─── SUPPLIED ENTRIES ───

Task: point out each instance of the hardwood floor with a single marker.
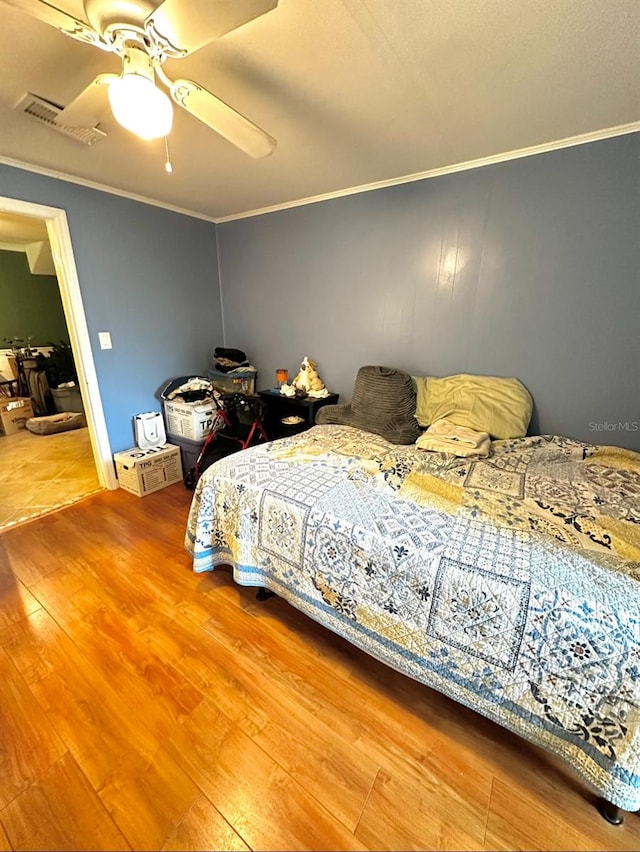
(145, 707)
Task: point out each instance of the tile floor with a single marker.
(40, 473)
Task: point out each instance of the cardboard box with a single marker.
(14, 413)
(192, 420)
(142, 472)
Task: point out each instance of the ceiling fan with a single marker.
(144, 34)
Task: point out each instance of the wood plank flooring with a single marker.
(145, 707)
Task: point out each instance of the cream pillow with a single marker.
(500, 406)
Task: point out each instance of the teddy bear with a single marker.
(307, 379)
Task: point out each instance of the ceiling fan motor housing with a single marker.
(105, 16)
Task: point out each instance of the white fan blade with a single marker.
(187, 25)
(213, 112)
(67, 24)
(88, 108)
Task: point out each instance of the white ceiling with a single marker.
(356, 92)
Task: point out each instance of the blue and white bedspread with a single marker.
(510, 584)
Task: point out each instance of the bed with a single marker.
(510, 584)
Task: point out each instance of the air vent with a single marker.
(47, 113)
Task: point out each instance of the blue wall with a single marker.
(147, 275)
(527, 268)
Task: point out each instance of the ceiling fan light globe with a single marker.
(139, 106)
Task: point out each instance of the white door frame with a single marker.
(67, 274)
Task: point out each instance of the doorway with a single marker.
(66, 273)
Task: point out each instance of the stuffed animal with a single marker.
(307, 378)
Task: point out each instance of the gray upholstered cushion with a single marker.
(383, 402)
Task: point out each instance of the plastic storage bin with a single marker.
(192, 420)
(237, 381)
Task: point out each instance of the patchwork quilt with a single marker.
(510, 584)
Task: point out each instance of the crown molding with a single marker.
(40, 170)
(570, 141)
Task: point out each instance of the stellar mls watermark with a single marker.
(614, 426)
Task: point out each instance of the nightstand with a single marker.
(279, 406)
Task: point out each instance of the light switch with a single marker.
(105, 339)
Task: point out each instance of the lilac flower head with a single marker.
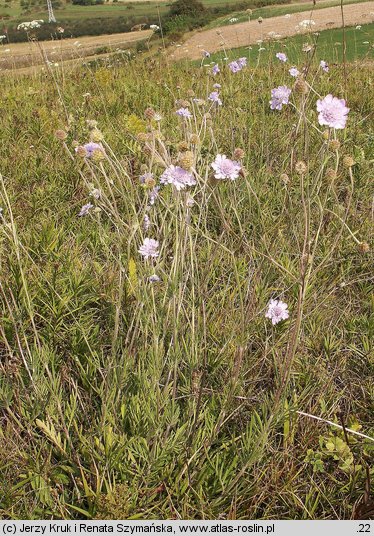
(225, 168)
(279, 96)
(281, 56)
(294, 72)
(85, 209)
(149, 248)
(177, 176)
(184, 112)
(332, 112)
(277, 311)
(146, 222)
(324, 66)
(214, 97)
(91, 147)
(215, 69)
(235, 67)
(153, 195)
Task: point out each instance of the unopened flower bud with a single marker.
(348, 161)
(186, 160)
(331, 175)
(96, 135)
(301, 167)
(363, 247)
(238, 154)
(149, 113)
(61, 135)
(334, 145)
(300, 86)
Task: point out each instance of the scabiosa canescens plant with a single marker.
(277, 311)
(281, 56)
(178, 177)
(184, 112)
(279, 96)
(225, 168)
(332, 112)
(149, 248)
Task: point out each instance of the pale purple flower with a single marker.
(91, 147)
(281, 56)
(214, 97)
(149, 248)
(95, 193)
(146, 222)
(277, 311)
(145, 177)
(153, 195)
(234, 67)
(225, 168)
(279, 97)
(332, 112)
(215, 69)
(85, 209)
(294, 72)
(184, 112)
(177, 176)
(324, 66)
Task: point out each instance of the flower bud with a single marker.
(348, 161)
(238, 154)
(301, 167)
(61, 135)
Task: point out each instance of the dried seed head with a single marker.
(300, 86)
(149, 113)
(61, 135)
(334, 145)
(348, 161)
(238, 154)
(363, 247)
(143, 137)
(149, 182)
(186, 160)
(81, 151)
(98, 155)
(181, 103)
(194, 139)
(331, 175)
(301, 167)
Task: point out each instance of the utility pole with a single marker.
(51, 16)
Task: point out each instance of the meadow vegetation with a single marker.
(135, 387)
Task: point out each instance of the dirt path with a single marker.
(246, 33)
(28, 54)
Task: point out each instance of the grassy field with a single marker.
(176, 397)
(329, 46)
(126, 8)
(275, 11)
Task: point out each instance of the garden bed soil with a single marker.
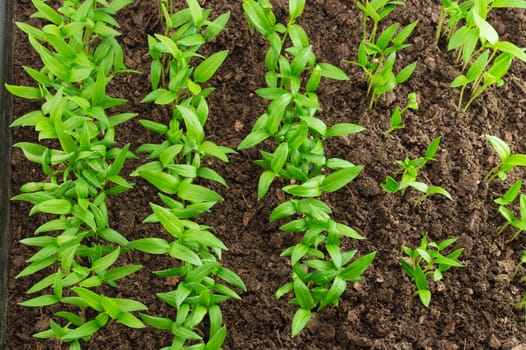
(473, 308)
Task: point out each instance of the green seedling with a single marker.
(396, 117)
(175, 169)
(522, 304)
(427, 260)
(320, 268)
(77, 246)
(517, 222)
(508, 161)
(478, 46)
(409, 172)
(377, 56)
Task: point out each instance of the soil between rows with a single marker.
(474, 306)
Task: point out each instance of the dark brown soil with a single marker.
(474, 306)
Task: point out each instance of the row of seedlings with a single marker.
(178, 72)
(321, 269)
(81, 162)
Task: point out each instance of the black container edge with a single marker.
(6, 50)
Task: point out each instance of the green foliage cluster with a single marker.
(178, 72)
(321, 269)
(77, 248)
(395, 122)
(514, 213)
(377, 53)
(428, 260)
(485, 58)
(409, 170)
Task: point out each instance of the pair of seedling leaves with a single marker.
(409, 169)
(377, 56)
(478, 38)
(317, 282)
(508, 161)
(427, 260)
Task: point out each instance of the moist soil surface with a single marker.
(472, 308)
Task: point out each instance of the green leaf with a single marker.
(43, 300)
(120, 272)
(283, 210)
(284, 289)
(425, 296)
(197, 194)
(204, 238)
(211, 174)
(432, 149)
(340, 178)
(265, 180)
(89, 297)
(354, 271)
(181, 252)
(296, 8)
(32, 151)
(300, 320)
(344, 129)
(405, 73)
(332, 72)
(485, 29)
(86, 330)
(279, 157)
(24, 91)
(119, 161)
(161, 323)
(254, 138)
(512, 49)
(231, 277)
(106, 261)
(408, 268)
(217, 339)
(334, 293)
(164, 182)
(304, 190)
(195, 10)
(46, 12)
(206, 69)
(439, 190)
(130, 320)
(150, 245)
(502, 149)
(216, 26)
(257, 17)
(169, 220)
(154, 126)
(477, 68)
(194, 128)
(52, 206)
(303, 295)
(294, 226)
(37, 266)
(511, 194)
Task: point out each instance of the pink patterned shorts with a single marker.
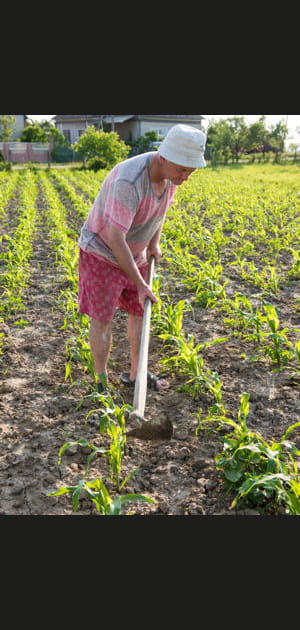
(103, 288)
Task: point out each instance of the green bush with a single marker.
(95, 164)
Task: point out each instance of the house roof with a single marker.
(117, 119)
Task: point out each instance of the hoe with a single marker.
(145, 430)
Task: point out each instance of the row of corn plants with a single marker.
(17, 256)
(111, 415)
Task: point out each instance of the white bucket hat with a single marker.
(184, 145)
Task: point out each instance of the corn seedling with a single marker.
(97, 492)
(263, 475)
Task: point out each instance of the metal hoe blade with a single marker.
(145, 430)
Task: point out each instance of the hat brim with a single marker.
(196, 161)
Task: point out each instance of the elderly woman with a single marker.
(120, 234)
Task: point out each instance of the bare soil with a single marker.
(39, 409)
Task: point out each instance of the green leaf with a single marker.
(136, 497)
(60, 491)
(233, 474)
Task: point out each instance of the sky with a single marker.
(293, 121)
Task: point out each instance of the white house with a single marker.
(128, 126)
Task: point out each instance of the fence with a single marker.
(26, 151)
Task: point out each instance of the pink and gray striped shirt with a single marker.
(126, 200)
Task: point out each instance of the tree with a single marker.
(238, 135)
(6, 126)
(257, 135)
(218, 140)
(34, 133)
(106, 146)
(277, 137)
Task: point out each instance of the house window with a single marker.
(161, 131)
(67, 134)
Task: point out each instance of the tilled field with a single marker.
(40, 410)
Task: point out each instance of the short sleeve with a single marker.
(121, 204)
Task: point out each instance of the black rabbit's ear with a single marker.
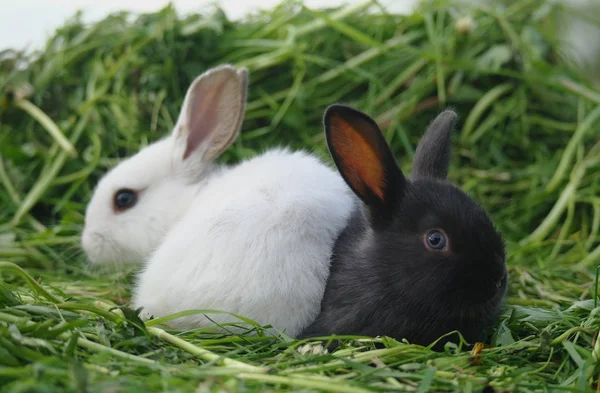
(433, 153)
(363, 158)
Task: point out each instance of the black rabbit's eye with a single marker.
(436, 240)
(124, 199)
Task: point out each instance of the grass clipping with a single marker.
(527, 149)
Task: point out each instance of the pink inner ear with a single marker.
(202, 114)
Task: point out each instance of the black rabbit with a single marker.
(418, 258)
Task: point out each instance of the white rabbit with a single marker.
(253, 239)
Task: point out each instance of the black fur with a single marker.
(383, 279)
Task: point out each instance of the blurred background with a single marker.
(28, 23)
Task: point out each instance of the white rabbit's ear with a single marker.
(212, 113)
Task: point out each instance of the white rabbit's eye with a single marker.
(436, 240)
(124, 199)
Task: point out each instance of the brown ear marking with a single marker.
(357, 155)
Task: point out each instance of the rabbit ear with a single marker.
(212, 113)
(363, 158)
(433, 152)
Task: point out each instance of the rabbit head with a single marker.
(136, 203)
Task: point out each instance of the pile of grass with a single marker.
(526, 148)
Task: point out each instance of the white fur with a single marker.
(254, 239)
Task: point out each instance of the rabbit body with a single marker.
(252, 243)
(419, 258)
(253, 239)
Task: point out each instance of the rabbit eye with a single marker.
(435, 240)
(124, 199)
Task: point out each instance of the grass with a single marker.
(527, 149)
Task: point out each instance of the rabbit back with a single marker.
(256, 242)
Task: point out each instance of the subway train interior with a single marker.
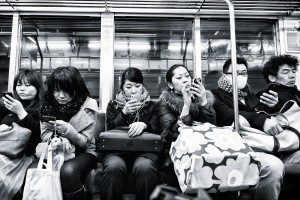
(102, 38)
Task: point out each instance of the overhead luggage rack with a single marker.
(204, 8)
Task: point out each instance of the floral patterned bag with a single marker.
(216, 159)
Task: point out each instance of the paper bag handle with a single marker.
(49, 157)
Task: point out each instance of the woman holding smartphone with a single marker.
(133, 109)
(68, 100)
(21, 108)
(185, 101)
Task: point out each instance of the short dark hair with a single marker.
(170, 74)
(132, 74)
(69, 80)
(272, 66)
(239, 60)
(34, 79)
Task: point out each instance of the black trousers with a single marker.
(115, 171)
(73, 171)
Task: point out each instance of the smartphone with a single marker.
(7, 93)
(197, 80)
(272, 86)
(46, 118)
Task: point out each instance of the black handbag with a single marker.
(118, 140)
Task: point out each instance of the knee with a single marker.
(276, 169)
(144, 166)
(67, 170)
(114, 165)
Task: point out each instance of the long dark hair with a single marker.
(33, 78)
(132, 74)
(69, 80)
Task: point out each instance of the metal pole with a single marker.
(233, 64)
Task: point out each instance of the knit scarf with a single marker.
(122, 99)
(224, 84)
(63, 112)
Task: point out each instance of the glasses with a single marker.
(287, 71)
(243, 73)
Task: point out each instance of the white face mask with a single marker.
(241, 81)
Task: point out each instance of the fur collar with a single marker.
(175, 101)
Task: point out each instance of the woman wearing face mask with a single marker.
(22, 109)
(133, 109)
(68, 100)
(271, 171)
(248, 102)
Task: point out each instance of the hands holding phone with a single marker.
(131, 106)
(14, 105)
(59, 125)
(270, 99)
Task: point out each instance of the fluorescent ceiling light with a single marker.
(94, 45)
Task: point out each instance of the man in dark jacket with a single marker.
(271, 172)
(280, 74)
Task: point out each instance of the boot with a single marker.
(78, 195)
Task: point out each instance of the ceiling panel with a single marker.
(204, 8)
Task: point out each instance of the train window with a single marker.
(5, 38)
(152, 45)
(254, 40)
(49, 42)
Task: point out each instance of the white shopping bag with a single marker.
(43, 184)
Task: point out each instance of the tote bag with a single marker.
(288, 140)
(216, 159)
(43, 184)
(14, 141)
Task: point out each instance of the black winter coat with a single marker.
(170, 107)
(225, 111)
(149, 115)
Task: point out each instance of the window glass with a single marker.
(153, 45)
(51, 42)
(5, 38)
(254, 41)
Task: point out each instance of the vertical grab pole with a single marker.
(233, 64)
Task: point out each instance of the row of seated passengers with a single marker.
(67, 99)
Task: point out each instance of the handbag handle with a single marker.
(49, 157)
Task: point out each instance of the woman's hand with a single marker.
(136, 128)
(14, 106)
(187, 95)
(272, 126)
(61, 126)
(131, 106)
(187, 100)
(198, 91)
(270, 99)
(4, 127)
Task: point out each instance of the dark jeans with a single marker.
(115, 171)
(73, 171)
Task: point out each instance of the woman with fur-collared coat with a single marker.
(68, 100)
(133, 109)
(183, 101)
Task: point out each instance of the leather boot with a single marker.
(78, 195)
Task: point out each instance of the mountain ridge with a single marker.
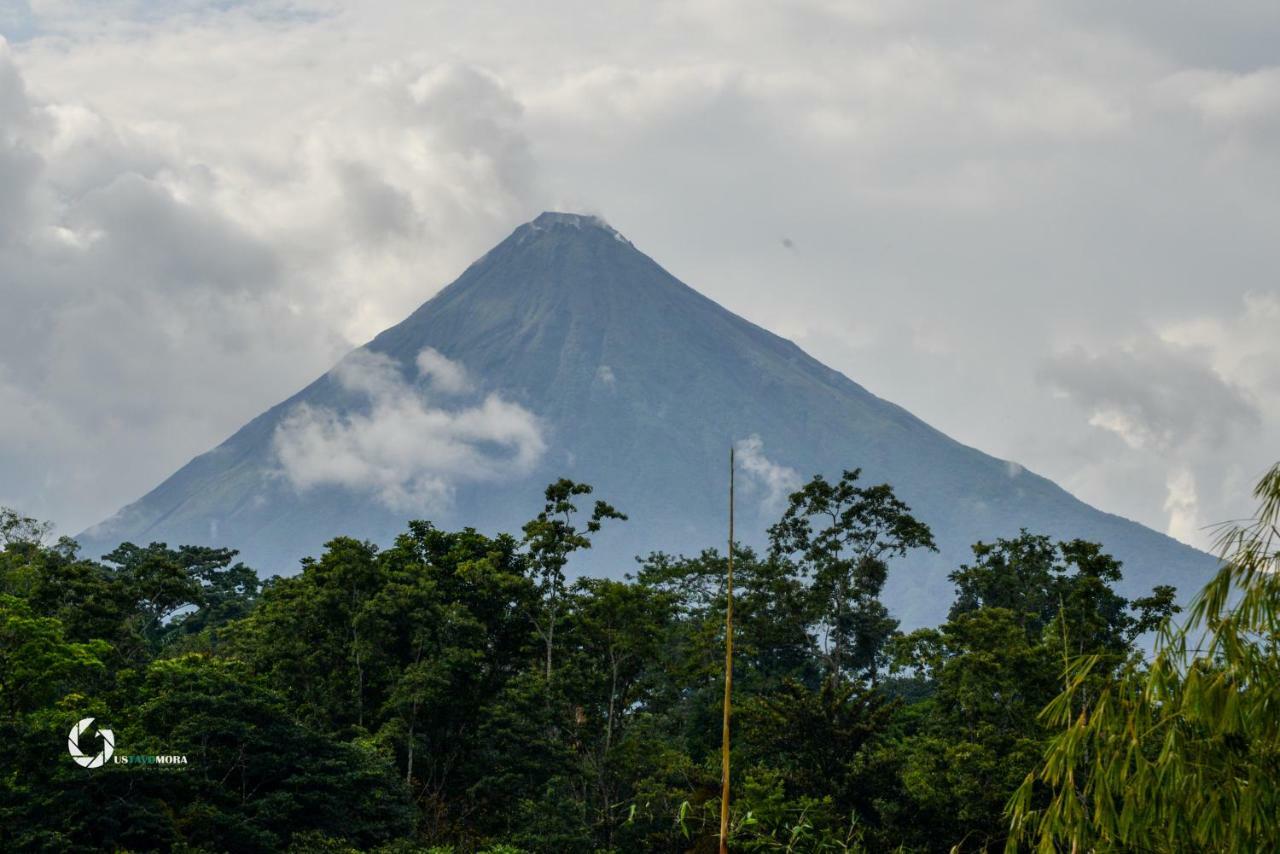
(641, 383)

───

**STATED EXERCISE:**
Write out exactly, and nothing more than, the lines of the entries above from the line containing "Task: point out each instance of the vertical" through the final line; omit any pictures.

**TASK RESPONSE:**
Task: point out each instance of the vertical grab pole with a single marker.
(233, 64)
Task: point out each instance of the row of seated passengers with a single marker.
(67, 99)
Task: point out each instance of the handbag handle with a single marker.
(49, 157)
Task: point out each instance of the woman's hand with a single marker.
(136, 128)
(14, 106)
(187, 95)
(272, 126)
(61, 126)
(131, 106)
(187, 100)
(198, 91)
(270, 99)
(4, 127)
Task: point out each instance of the dark jeans with a single marker.
(115, 171)
(73, 171)
Task: point out each instance of the woman with fur-collared coat with a single marker.
(68, 100)
(133, 109)
(183, 101)
Task: point out each instance of the leather boot with a single marker.
(78, 195)
Task: point out each instance of the mountain ridge with a single marker.
(641, 383)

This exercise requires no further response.